» Task details
Please copy out every one of the entries below word for word, keeping each line in its original order.

[START Records for this exercise]

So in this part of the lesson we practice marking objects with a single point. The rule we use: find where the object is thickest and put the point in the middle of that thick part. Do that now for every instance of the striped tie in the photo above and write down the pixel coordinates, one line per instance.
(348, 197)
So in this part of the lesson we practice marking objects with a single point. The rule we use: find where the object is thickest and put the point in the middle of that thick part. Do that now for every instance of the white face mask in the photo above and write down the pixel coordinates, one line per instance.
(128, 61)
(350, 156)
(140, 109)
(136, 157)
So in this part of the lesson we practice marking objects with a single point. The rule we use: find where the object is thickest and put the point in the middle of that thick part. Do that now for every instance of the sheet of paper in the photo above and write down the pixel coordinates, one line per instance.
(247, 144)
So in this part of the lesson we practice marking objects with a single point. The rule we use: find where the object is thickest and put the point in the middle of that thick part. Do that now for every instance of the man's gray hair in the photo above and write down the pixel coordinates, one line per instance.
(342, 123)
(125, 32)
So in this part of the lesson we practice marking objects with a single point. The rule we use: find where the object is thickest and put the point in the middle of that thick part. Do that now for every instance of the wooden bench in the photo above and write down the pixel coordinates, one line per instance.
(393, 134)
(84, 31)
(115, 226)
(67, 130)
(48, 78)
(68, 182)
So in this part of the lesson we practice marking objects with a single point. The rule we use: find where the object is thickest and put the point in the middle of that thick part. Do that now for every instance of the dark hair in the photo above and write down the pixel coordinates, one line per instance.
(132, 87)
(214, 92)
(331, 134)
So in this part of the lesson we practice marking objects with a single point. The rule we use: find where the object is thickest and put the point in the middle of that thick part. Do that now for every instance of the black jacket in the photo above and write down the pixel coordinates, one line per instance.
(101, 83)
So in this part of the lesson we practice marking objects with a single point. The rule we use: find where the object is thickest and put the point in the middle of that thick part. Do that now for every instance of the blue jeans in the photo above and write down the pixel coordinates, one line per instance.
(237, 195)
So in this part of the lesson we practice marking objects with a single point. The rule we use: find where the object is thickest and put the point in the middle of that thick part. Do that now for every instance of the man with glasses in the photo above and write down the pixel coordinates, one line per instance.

[END Records for this exercise]

» Reply
So in this part of the lesson we practice marking objects with a single point. The rule we use: find where the object is thickest and put the point in the middle of that thick part. Do that now for every instance of the striped tie in the photo above and write down the pixel coordinates, one line per instance.
(348, 197)
So in this part of the lesson we practice marking objects with a single point. The rule we use: find where the object is thickest and put the point in the middle of that thick part. Do that now for every instance of the white face mask in the photo above and write down the pixel coordinates, one line per instance.
(128, 61)
(350, 156)
(140, 109)
(136, 157)
So in this part of the lesson we practice marking objects with a single point. The rule we use: find where the object is thickest and put the point in the middle of that thick part. Do that now for every instance of the sheet of paper in the photo above and write down the pixel coordinates, one line per instance.
(247, 144)
So in this part of the lesson we practice marking objects with a single point. The rule we use: find where the object is thickest and put the point in the middle of that thick part. Do that now for every instance of the man's gray hair in the photo above and write down the pixel coordinates, one line per instance.
(342, 123)
(125, 32)
So in this part of the lesson we practice marking objects with a single point. The rule we use: find where the object is thickest and put the point in the middle of that thick part. Do that now for every instance of the wooden bench in the photo above and write down the pixel coordinates, one line per instance.
(393, 134)
(84, 31)
(115, 226)
(67, 130)
(48, 78)
(68, 182)
So in this part of the lesson we practice marking objects with a single point. The rule we use: find where the object is thickest and put the point in the middle of that thick part. Do that now for every instance of the dark hair in the photo above and write down the pixel coordinates, one line per instance.
(132, 87)
(214, 92)
(331, 134)
So in this part of the lesson we practice marking objects with a single point. The rule we use: find where the object is thickest and put the point in the middle of that thick part. Do that now for every instance of the black jacket in the photo above and write down the pixel coordinates, one line per instance.
(101, 83)
So in this part of the lesson we practice marking objects with a single point. The rule we use: find where the object is thickest and put the point in the middle of that thick part. Do that now for every instance of the blue jeans in the photo above and write down the pixel coordinates, one line per instance.
(237, 195)
So in this part of the lesson we practice marking objects with a single point. The rule we use: find where the object is thickest and put the point in the middle of that thick part. Do that now for every instance of the man with glasses in the photo above and write down the pixel coordinates, one line per instance.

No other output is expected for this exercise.